Exercise brief>
Collect every line below that contains the word "horse", and copy each of those lines in full.

Data provided>
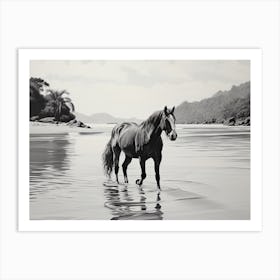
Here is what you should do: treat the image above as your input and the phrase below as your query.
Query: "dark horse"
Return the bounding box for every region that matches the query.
[103,106,177,189]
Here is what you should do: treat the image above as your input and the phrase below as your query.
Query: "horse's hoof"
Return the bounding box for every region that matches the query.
[135,179,142,186]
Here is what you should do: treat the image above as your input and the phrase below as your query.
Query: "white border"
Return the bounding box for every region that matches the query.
[18,49,262,231]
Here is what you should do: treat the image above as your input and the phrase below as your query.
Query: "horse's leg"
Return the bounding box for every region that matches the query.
[122,156,132,183]
[154,153,161,190]
[113,146,121,183]
[136,157,146,186]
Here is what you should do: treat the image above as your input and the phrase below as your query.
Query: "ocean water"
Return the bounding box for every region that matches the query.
[30,125,250,220]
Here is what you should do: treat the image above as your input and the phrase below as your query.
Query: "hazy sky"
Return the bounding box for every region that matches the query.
[30,60,250,119]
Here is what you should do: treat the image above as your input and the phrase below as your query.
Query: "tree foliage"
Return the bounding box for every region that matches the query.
[30,78,75,122]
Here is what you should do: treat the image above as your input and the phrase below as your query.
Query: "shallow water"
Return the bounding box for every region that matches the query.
[30,125,250,220]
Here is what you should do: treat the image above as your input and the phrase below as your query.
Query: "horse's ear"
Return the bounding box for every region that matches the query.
[163,106,168,116]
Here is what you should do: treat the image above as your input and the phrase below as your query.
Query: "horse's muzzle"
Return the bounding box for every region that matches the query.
[169,130,177,141]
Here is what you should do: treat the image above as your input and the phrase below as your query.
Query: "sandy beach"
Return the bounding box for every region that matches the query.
[30,122,250,220]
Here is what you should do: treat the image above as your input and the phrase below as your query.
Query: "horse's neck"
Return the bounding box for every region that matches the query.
[142,124,162,141]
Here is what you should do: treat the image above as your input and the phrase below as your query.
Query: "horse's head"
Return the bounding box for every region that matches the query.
[162,106,177,141]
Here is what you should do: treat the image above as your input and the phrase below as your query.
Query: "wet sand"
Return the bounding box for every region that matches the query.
[30,125,250,220]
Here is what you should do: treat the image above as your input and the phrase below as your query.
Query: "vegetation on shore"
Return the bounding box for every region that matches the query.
[175,82,250,125]
[29,77,87,127]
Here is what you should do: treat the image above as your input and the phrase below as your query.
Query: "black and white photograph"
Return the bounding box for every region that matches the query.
[29,59,252,220]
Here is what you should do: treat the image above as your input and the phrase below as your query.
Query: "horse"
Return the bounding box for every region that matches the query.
[102,106,177,190]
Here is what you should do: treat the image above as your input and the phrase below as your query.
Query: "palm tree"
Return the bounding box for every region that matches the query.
[46,89,75,121]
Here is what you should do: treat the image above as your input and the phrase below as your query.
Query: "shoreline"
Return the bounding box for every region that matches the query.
[29,121,102,136]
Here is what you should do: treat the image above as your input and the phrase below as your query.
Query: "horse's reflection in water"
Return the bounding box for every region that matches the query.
[104,186,163,220]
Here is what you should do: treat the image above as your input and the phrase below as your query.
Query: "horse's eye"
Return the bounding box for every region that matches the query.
[165,120,171,133]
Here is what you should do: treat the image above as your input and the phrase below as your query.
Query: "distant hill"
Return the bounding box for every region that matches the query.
[175,82,250,124]
[75,112,141,123]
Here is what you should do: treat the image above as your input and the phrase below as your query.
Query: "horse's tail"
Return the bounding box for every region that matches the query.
[102,132,114,176]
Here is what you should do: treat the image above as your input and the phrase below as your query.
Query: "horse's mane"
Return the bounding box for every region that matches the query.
[135,111,163,152]
[139,111,163,129]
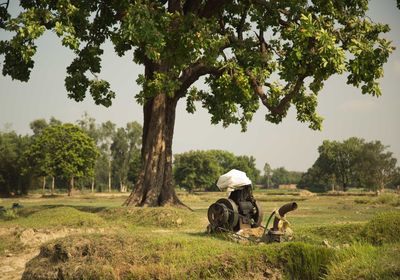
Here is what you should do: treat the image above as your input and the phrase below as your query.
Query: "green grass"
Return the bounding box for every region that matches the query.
[325,243,400,280]
[0,190,400,279]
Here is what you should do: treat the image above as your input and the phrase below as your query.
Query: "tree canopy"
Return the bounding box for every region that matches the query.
[300,137,399,190]
[28,124,98,193]
[0,0,393,206]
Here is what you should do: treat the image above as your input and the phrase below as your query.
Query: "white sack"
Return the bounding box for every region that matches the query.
[217,169,251,192]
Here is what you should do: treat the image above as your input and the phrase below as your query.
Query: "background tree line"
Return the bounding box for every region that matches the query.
[299,137,400,191]
[0,113,142,196]
[0,117,400,196]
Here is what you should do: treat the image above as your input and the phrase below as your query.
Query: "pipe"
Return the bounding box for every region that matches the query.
[272,202,297,231]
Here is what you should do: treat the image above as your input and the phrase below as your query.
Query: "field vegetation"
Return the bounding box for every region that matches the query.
[0,190,400,279]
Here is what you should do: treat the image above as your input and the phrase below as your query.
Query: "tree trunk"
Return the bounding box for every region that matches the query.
[108,159,112,192]
[92,177,94,193]
[68,177,74,196]
[51,176,55,195]
[124,94,183,207]
[42,176,46,194]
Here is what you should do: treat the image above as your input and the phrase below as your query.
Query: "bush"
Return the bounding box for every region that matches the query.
[360,211,400,245]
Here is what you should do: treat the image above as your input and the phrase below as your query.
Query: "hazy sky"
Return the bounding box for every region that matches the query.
[0,0,400,171]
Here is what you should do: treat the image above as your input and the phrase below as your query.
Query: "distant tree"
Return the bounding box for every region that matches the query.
[29,124,98,195]
[98,121,116,192]
[174,150,260,191]
[301,137,397,191]
[25,117,62,193]
[263,162,272,188]
[271,167,303,186]
[356,141,397,190]
[0,131,30,196]
[0,0,393,206]
[204,150,237,173]
[230,156,260,185]
[174,151,223,192]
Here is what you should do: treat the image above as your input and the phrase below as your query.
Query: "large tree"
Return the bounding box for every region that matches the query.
[0,0,392,206]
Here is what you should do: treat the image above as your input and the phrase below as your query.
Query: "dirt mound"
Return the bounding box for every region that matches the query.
[22,234,281,280]
[0,227,105,280]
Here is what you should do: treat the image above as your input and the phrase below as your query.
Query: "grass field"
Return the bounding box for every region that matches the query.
[0,191,400,279]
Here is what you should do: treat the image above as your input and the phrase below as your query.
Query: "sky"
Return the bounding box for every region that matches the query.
[0,0,400,171]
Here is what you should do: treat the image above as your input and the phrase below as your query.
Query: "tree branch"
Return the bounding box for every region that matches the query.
[175,62,223,99]
[198,0,230,18]
[246,69,306,115]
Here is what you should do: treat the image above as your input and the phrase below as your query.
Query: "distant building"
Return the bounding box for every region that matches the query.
[278,184,297,190]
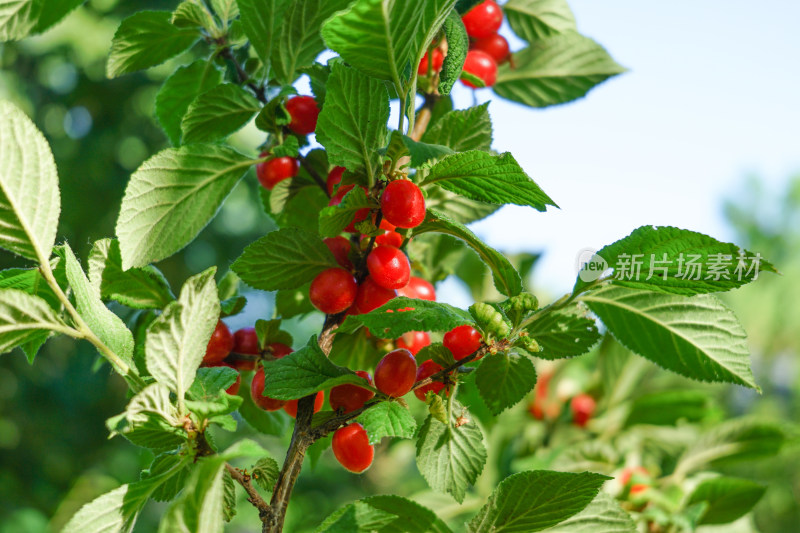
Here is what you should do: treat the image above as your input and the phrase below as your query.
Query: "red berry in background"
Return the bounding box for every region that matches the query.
[325,167,345,196]
[322,235,353,270]
[381,180,425,228]
[397,331,431,355]
[328,370,375,413]
[570,394,597,427]
[414,359,444,402]
[308,268,358,315]
[367,246,411,289]
[397,276,436,302]
[328,184,369,233]
[250,366,286,411]
[331,423,375,474]
[286,96,319,135]
[442,324,481,361]
[283,391,325,418]
[417,48,444,76]
[375,348,417,398]
[470,33,511,65]
[355,276,397,314]
[203,320,233,366]
[461,0,503,39]
[461,50,497,89]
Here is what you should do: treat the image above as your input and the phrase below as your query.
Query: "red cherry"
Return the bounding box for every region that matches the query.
[442,324,481,361]
[471,33,511,65]
[329,370,375,413]
[355,276,397,314]
[323,235,353,270]
[325,167,345,196]
[417,48,444,76]
[461,50,497,89]
[308,268,358,315]
[414,359,444,402]
[381,180,425,228]
[328,184,369,233]
[461,0,503,39]
[397,331,431,355]
[283,391,325,418]
[397,276,436,302]
[570,394,597,428]
[286,96,319,135]
[367,246,411,289]
[375,348,417,398]
[331,423,375,474]
[203,320,233,366]
[250,366,286,411]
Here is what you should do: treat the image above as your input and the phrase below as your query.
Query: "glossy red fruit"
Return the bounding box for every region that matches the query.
[250,366,286,411]
[397,331,431,355]
[414,359,444,402]
[367,246,411,289]
[461,50,497,89]
[442,324,481,361]
[331,423,375,474]
[570,394,597,427]
[283,391,325,418]
[328,370,375,413]
[470,33,511,65]
[286,96,319,135]
[322,235,353,270]
[203,320,233,366]
[325,167,345,196]
[397,276,436,302]
[308,268,358,315]
[417,48,444,76]
[328,184,369,233]
[461,0,503,39]
[355,276,397,314]
[381,180,425,228]
[375,348,417,398]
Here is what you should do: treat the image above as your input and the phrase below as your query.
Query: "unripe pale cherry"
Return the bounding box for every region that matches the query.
[381,179,425,228]
[331,423,375,474]
[328,370,375,413]
[308,268,359,315]
[442,324,481,361]
[375,348,417,398]
[286,96,319,135]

Correct response>
Query: "dark horse"
Query: "horse's hoof"
Query: "horse's leg"
Query: "horse's ear"
Query: "horse's muzzle"
Query: "horse's neck"
Query: "horse's head"
Query: "horse"
Query: "horse's reflection in water"
Query: "horse's eye"
Query: "horse's tail"
Query: "horse's mane"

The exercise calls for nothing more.